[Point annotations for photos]
= = =
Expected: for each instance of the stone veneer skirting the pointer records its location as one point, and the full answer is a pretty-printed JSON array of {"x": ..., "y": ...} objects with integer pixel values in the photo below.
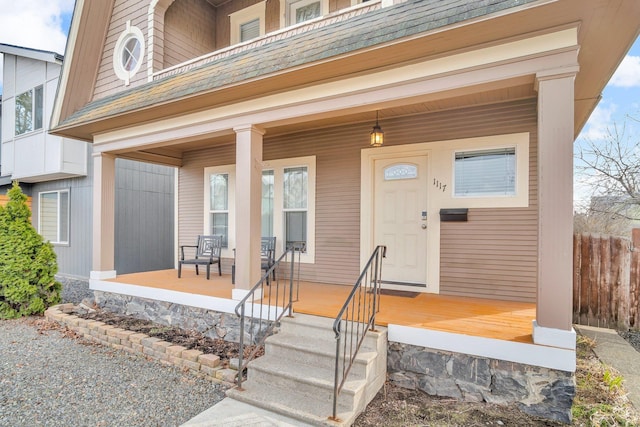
[
  {"x": 199, "y": 363},
  {"x": 543, "y": 392},
  {"x": 210, "y": 323}
]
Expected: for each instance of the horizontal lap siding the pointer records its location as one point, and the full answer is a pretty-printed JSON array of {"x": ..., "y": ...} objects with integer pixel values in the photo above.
[
  {"x": 494, "y": 254},
  {"x": 189, "y": 31},
  {"x": 337, "y": 152},
  {"x": 107, "y": 82}
]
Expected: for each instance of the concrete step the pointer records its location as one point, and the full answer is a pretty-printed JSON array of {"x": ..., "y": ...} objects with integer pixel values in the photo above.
[
  {"x": 309, "y": 380},
  {"x": 290, "y": 348},
  {"x": 295, "y": 377},
  {"x": 311, "y": 409}
]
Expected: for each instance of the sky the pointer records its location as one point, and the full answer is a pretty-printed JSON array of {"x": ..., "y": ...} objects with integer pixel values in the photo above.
[
  {"x": 44, "y": 24},
  {"x": 37, "y": 24}
]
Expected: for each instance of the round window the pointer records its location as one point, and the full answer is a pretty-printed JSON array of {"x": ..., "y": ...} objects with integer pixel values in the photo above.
[
  {"x": 128, "y": 53},
  {"x": 131, "y": 54}
]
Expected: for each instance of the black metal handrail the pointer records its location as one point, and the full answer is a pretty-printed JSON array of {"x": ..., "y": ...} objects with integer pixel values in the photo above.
[
  {"x": 356, "y": 317},
  {"x": 266, "y": 304}
]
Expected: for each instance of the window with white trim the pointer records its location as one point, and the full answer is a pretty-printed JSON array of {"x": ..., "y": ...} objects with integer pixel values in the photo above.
[
  {"x": 29, "y": 111},
  {"x": 53, "y": 222},
  {"x": 128, "y": 53},
  {"x": 298, "y": 11},
  {"x": 219, "y": 206},
  {"x": 248, "y": 23},
  {"x": 295, "y": 191},
  {"x": 487, "y": 172},
  {"x": 288, "y": 203}
]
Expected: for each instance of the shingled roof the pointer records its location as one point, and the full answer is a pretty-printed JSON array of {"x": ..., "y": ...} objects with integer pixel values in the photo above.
[{"x": 364, "y": 31}]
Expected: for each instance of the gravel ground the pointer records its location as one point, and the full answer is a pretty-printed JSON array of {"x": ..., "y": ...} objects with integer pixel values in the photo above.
[
  {"x": 47, "y": 379},
  {"x": 75, "y": 292},
  {"x": 632, "y": 337}
]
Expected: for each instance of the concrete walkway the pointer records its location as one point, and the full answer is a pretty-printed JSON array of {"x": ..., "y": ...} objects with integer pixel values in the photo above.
[
  {"x": 232, "y": 413},
  {"x": 614, "y": 351}
]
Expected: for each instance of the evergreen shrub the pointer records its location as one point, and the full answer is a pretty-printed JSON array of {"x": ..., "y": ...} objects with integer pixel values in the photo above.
[{"x": 28, "y": 264}]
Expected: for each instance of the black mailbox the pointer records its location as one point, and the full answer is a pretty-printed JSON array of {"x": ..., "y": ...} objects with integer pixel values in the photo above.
[{"x": 458, "y": 215}]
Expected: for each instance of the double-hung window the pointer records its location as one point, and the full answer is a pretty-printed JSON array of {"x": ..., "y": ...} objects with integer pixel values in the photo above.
[
  {"x": 54, "y": 216},
  {"x": 287, "y": 207},
  {"x": 295, "y": 191},
  {"x": 219, "y": 206},
  {"x": 248, "y": 23},
  {"x": 29, "y": 111},
  {"x": 298, "y": 11}
]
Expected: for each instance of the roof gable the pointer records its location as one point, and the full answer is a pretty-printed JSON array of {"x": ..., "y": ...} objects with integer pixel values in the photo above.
[{"x": 343, "y": 37}]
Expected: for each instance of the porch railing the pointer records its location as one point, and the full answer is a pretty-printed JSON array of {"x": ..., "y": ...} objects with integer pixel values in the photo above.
[
  {"x": 261, "y": 310},
  {"x": 355, "y": 319}
]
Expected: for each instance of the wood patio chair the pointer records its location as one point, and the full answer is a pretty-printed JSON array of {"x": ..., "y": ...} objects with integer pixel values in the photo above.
[
  {"x": 207, "y": 252},
  {"x": 267, "y": 256}
]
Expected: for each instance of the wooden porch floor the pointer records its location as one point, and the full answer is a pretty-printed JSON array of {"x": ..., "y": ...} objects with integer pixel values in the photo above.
[{"x": 503, "y": 320}]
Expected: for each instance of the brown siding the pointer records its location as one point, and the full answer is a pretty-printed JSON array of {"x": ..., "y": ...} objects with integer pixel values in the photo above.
[
  {"x": 508, "y": 235},
  {"x": 107, "y": 82},
  {"x": 189, "y": 31}
]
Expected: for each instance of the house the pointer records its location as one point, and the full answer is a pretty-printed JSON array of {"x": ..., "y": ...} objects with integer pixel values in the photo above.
[
  {"x": 57, "y": 173},
  {"x": 267, "y": 107}
]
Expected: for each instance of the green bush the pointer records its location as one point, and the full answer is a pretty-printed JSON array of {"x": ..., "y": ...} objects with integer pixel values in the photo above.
[{"x": 27, "y": 263}]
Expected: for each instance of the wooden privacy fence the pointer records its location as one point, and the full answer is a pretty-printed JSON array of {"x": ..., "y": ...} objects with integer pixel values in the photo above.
[{"x": 606, "y": 281}]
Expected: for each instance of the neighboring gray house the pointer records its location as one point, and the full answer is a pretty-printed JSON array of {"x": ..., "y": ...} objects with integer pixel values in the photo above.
[{"x": 57, "y": 173}]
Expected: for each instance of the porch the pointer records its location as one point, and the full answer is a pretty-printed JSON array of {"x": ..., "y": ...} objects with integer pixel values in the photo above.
[{"x": 479, "y": 327}]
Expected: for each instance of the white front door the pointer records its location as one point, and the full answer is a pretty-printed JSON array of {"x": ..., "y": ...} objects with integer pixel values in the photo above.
= = =
*Directive*: Repeat only the stretch of lines that begins at the line containing "Expected: for each instance of the wooden porch" and ends at the last line above, both included.

*Response for this exercise*:
Expected: for each instance of the wooden porch floor the pointer records its location as one point, and the full answer is a pretty-printed JSON array of {"x": ..., "y": ...} objects with integer pixel values in the photo above.
[{"x": 503, "y": 320}]
Expected: for each instance of the brown siding the pointer records its location as one point, and the full answer is a pretty-printed JSON array of {"x": ..., "y": ...} objects with integer pixel values in the photo above.
[
  {"x": 508, "y": 235},
  {"x": 107, "y": 82},
  {"x": 189, "y": 31}
]
Expected: for each instance of the house the pointer records its location as one point, and the full answer is a pretty-printed JSON array of {"x": ..., "y": ...} objects with integer pixel values in the photo above.
[
  {"x": 57, "y": 173},
  {"x": 267, "y": 107}
]
Expected: for each instance of the green bush the pointer records its location as one point, and the full answer is a pretty-printed JSON array of {"x": ..., "y": ...} objects with integer pixel values in the photo above.
[{"x": 27, "y": 263}]
Expected: for each instance of the wooden privacy fence the pointer records its location as one point, and the full answer is a pretty-printed JSON array of {"x": ..., "y": ...} objects with integer pixel values in the photo above.
[{"x": 606, "y": 281}]
Expected: for each instance of the neighboring gray house the pointer records its location as one point, and the full answer is a pretty-printed JSON array of {"x": ..., "y": ...} objects with integer pixel values in the photo above.
[{"x": 57, "y": 173}]
Expected: for each instance of the porch the pointer records its location as one point, and the full answer is a pretty-printed JSON array of {"x": ..., "y": ...} objects with integer pixel values in the photo above.
[{"x": 479, "y": 327}]
Expected: for each instance of the white front door the pointer records its location as one point, and the full answer is a pretty-printed JSON array of {"x": ..., "y": ...} objects with integer pixel values in the photo above.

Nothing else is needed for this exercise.